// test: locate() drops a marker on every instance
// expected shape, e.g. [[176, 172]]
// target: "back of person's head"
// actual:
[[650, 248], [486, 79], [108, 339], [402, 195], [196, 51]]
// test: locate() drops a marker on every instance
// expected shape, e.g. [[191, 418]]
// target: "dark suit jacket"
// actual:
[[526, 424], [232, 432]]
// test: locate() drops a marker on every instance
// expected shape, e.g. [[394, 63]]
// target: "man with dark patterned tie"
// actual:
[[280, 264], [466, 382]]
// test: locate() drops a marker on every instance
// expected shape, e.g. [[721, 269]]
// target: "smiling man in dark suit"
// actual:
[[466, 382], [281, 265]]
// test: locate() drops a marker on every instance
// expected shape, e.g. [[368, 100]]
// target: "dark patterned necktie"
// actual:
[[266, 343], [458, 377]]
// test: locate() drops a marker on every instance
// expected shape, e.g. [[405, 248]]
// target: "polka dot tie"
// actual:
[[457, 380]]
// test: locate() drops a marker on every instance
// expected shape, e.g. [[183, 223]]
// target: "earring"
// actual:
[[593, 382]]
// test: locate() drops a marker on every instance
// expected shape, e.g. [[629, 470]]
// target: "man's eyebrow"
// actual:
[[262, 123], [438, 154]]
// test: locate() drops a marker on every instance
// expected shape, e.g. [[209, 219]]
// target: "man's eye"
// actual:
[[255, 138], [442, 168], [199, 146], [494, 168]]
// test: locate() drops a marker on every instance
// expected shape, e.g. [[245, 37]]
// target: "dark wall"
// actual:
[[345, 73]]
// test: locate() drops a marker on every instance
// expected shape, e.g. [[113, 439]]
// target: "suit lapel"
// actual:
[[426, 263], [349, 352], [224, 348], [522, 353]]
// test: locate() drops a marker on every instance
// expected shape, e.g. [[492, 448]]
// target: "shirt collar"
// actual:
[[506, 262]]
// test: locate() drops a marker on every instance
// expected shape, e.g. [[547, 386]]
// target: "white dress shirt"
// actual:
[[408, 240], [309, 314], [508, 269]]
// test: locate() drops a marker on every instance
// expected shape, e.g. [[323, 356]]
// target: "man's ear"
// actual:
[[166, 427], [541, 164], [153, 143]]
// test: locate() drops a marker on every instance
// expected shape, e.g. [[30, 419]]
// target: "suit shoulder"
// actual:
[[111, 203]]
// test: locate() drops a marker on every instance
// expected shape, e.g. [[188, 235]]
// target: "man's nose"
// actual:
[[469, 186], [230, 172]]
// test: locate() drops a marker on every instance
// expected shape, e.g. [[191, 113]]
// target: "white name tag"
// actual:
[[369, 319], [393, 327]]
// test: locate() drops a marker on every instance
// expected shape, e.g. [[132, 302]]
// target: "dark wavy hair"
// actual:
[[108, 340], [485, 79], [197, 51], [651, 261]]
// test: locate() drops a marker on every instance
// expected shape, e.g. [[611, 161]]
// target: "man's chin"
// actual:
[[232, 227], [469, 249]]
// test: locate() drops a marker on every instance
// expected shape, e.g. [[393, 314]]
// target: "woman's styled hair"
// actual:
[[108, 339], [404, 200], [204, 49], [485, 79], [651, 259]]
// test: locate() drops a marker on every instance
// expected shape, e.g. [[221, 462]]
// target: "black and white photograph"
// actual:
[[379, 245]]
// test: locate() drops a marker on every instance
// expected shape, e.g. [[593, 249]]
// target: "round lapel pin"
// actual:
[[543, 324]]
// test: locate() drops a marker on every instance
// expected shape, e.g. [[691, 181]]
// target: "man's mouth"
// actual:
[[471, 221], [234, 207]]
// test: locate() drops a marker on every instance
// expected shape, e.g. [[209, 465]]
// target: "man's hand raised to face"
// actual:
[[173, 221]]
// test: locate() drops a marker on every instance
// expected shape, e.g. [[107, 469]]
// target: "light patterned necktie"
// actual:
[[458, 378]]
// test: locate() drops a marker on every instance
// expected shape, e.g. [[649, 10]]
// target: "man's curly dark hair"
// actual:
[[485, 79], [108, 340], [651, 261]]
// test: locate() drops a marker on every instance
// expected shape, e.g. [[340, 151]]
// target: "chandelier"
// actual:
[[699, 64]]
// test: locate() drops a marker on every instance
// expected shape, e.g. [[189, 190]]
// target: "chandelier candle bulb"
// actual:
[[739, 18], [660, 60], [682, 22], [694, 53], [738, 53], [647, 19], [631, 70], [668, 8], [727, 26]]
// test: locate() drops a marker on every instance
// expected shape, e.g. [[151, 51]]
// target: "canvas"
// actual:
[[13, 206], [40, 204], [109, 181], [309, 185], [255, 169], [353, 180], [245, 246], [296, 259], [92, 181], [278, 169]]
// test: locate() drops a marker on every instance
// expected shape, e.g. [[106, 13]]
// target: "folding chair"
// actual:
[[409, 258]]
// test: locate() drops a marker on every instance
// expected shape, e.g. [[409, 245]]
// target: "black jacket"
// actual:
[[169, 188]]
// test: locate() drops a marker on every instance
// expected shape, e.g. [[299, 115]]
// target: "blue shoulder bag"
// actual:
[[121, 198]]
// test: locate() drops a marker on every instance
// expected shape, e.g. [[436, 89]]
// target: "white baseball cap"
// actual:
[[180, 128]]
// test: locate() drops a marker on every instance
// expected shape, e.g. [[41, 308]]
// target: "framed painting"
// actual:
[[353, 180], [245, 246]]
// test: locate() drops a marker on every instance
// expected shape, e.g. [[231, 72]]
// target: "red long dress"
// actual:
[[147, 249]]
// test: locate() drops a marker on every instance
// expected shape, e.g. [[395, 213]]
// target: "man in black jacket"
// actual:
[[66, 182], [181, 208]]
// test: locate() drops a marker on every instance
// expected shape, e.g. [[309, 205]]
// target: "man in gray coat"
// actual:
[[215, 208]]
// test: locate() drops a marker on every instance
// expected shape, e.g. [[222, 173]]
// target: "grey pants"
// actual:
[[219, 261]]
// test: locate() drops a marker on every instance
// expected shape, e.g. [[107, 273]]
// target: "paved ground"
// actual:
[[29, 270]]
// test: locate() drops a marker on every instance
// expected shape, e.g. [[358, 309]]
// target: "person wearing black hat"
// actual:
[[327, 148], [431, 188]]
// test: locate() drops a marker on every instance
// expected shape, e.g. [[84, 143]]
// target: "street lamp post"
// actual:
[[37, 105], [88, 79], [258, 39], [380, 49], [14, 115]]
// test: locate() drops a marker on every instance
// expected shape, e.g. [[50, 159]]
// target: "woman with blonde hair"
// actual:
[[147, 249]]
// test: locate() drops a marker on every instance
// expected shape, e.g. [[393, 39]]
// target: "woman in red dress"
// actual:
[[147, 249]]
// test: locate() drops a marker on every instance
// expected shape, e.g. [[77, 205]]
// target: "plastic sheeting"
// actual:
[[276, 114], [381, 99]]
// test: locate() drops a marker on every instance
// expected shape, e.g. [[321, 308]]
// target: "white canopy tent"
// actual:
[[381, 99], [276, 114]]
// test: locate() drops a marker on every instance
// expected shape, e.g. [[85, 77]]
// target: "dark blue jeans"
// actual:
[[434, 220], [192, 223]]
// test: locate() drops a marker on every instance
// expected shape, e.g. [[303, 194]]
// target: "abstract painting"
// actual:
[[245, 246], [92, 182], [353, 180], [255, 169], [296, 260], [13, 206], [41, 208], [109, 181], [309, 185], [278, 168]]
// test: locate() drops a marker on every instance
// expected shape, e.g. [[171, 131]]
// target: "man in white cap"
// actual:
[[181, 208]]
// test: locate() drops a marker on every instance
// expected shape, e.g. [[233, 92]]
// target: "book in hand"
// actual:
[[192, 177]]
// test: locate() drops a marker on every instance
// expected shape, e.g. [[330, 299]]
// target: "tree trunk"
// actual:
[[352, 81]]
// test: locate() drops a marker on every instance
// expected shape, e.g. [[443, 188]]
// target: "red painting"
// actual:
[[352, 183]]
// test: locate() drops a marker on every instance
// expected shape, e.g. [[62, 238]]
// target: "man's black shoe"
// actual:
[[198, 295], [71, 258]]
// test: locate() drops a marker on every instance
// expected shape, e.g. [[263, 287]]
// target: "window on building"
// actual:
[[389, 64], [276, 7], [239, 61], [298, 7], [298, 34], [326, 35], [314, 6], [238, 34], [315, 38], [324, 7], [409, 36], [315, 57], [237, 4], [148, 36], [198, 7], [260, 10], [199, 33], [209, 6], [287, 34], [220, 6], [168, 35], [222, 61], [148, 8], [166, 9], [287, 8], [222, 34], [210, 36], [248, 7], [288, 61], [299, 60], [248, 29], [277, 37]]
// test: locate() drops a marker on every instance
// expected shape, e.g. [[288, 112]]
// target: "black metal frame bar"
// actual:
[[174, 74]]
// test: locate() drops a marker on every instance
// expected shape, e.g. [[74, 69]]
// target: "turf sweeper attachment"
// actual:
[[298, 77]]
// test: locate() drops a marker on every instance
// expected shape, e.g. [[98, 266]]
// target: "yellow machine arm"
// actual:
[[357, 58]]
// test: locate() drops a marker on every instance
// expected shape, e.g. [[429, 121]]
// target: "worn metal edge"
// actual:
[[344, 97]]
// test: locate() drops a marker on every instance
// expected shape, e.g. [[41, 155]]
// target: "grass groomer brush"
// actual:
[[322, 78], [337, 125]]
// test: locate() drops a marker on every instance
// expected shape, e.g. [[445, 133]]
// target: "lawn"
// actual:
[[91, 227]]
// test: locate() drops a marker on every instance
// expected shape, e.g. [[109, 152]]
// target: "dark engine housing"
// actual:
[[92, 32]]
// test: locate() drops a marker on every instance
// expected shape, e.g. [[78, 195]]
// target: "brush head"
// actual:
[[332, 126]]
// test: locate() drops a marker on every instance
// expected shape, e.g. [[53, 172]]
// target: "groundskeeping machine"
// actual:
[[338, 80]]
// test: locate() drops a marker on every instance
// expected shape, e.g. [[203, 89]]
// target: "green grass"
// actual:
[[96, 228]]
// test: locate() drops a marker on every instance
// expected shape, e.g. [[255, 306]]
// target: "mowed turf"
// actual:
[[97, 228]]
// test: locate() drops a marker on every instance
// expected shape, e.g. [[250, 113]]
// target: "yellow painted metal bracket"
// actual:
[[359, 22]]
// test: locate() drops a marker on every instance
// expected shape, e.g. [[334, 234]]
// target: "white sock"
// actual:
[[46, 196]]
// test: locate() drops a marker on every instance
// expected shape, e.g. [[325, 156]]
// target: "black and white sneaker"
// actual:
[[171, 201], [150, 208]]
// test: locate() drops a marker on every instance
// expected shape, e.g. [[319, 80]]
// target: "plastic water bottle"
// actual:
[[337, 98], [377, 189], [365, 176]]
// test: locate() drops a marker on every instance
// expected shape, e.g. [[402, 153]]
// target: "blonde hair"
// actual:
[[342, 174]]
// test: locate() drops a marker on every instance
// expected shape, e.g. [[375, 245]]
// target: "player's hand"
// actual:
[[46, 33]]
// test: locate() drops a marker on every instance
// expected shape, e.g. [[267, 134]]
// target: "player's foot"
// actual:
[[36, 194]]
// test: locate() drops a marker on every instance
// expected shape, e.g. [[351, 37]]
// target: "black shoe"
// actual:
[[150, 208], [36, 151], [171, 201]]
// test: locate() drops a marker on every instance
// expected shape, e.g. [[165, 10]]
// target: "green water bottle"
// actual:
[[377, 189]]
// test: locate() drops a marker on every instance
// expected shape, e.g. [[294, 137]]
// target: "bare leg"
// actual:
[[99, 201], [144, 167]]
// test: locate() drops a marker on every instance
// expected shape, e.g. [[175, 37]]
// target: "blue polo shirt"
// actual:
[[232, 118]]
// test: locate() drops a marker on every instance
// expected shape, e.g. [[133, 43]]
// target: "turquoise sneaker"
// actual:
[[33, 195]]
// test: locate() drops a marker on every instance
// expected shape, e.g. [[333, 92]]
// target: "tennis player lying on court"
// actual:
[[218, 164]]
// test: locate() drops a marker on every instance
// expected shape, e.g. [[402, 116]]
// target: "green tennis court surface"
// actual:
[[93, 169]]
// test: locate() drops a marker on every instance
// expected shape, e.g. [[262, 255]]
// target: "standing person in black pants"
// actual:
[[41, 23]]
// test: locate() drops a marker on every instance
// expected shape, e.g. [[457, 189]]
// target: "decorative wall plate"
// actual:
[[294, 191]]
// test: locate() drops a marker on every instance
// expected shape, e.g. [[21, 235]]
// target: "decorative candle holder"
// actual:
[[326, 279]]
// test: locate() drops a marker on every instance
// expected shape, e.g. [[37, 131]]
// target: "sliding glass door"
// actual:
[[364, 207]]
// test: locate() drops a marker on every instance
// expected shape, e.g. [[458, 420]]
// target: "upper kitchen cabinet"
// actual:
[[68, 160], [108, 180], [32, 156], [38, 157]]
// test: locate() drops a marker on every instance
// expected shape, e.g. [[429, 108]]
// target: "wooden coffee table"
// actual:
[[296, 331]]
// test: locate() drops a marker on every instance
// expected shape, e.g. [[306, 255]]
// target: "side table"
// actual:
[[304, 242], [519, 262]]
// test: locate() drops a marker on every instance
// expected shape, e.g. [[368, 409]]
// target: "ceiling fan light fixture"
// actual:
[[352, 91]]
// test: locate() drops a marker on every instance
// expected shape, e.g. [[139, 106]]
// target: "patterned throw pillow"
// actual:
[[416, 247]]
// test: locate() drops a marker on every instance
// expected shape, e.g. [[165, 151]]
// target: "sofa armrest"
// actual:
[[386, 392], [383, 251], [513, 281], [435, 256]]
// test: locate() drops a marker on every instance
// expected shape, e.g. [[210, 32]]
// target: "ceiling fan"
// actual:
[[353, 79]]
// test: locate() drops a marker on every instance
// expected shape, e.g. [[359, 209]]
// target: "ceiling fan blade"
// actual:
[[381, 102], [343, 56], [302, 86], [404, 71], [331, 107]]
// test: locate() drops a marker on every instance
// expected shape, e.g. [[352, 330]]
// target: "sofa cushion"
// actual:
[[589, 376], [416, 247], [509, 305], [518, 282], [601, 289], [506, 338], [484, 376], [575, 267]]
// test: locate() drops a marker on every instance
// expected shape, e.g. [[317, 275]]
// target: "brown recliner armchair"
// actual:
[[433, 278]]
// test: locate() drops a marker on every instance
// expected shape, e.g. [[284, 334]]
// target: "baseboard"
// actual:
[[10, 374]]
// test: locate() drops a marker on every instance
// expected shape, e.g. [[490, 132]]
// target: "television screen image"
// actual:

......

### TASK REQUIREMENTS
Please filter the records above and copy every line that holds the word "court".

### WRITTEN SOLUTION
// target: "tennis player lying on court"
// target: "green tennis court surface"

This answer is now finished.